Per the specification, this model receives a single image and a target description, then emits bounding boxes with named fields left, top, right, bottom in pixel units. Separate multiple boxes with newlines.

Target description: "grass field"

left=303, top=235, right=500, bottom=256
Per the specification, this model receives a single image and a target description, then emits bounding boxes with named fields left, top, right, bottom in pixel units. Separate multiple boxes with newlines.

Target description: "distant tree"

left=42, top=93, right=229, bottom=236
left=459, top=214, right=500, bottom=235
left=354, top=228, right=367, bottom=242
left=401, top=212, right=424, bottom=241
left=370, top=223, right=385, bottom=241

Task description:
Write out the lines above verbatim, every one of them from start to finish.

Answer to this problem:
Per the specification, this model receives a single image and a target description, then emits bounding boxes with named fields left, top, right, bottom in pixel units. Separate multiple boxes with newlines.

Target description: "grass field"

left=303, top=235, right=500, bottom=256
Per the specification, this model receives a single image and a target description, then emits bounding boxes with named fields left, top, right, bottom in pixel units. Separate multiple boxes with newlines.

Target description: "distant tree"

left=42, top=93, right=229, bottom=236
left=459, top=214, right=500, bottom=235
left=354, top=228, right=367, bottom=242
left=401, top=212, right=424, bottom=241
left=370, top=223, right=385, bottom=241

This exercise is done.